PROBLEMS TO SOLVE:
1. According to the freight logistics text, which country is Avancargo from?
2. Summarize the freight logistics text in two sentences.

SELECTED EXTRACT:
--- Begin ---

Fragmentation has stymied visibility across the ecosystem, leading to reduced efficiency and an increase in fleet overhead costs, as one in every four trucks on the road racking up deadhead miles. Avancargo, a freight logistics startup from Argentina is addressing this issue by creating a digital platform that connects cargo with trucks.

“We are working on the spot market in Latin America, helping small carriers to connect with medium and large shippers. The problem with this region is that a lot of fleets are small, and they do not have the commercial scale to reach good shippers,” said Diego Bertezzolo, co-founder and CEO at Avancargo. “Our platform brings the carriers more commercial opportunities, and it is an easy way for the shippers to reduce their shipping costs by connecting with carriers without the regular middlemen.”

--- End ---

Named-object pointing lines
--- Begin ---

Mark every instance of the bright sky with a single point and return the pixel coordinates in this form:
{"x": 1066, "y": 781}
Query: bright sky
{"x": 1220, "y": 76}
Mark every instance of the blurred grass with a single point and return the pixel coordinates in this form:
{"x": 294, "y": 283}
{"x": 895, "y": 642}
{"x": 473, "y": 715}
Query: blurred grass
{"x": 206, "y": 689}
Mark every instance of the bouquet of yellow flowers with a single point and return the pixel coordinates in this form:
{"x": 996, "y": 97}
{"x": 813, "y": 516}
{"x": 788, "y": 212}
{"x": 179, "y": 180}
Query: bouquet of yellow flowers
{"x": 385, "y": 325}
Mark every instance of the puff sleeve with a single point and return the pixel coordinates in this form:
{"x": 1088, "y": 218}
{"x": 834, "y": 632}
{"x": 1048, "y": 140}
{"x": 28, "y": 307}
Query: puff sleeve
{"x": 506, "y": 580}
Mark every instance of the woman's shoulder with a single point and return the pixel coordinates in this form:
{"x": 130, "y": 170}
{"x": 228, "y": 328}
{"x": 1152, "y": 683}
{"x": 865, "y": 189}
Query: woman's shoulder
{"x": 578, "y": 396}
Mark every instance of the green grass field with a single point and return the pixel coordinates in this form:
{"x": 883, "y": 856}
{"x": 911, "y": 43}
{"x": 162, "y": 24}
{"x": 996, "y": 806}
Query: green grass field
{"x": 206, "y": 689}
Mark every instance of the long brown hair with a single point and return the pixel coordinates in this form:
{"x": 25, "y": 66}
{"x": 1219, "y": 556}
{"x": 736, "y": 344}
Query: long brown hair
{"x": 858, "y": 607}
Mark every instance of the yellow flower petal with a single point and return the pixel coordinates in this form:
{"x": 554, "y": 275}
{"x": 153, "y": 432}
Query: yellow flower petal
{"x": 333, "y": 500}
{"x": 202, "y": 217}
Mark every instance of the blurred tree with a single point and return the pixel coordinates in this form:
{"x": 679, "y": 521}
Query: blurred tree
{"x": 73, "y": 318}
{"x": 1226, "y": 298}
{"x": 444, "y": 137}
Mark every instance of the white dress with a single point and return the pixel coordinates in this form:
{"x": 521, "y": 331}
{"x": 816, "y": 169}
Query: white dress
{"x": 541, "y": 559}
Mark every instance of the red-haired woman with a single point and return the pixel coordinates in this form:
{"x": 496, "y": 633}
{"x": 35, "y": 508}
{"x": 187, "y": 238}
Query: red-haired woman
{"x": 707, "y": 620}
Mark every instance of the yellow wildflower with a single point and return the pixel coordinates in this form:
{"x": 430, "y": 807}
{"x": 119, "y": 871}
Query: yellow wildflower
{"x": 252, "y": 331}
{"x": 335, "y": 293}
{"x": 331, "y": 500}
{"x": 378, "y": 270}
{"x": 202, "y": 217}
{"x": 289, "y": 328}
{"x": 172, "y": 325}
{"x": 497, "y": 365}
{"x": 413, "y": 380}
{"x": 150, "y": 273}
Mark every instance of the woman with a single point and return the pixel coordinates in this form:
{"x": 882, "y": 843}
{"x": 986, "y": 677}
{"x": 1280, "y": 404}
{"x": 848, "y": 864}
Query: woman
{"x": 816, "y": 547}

--- End ---

EXPECTED ANSWERS:
1. Argentina

2. Fragmentation across the ecosystem has reduced visibility and efficiency and increased fleet overhead costs, with one in every four trucks on the road racking up deadhead miles. Avancargo, an Argentine freight logistics startup, addresses this with a digital platform that connects small Latin American carriers with medium and large shippers, which gives carriers more commercial opportunities and lets shippers reduce shipping costs without the regular middlemen.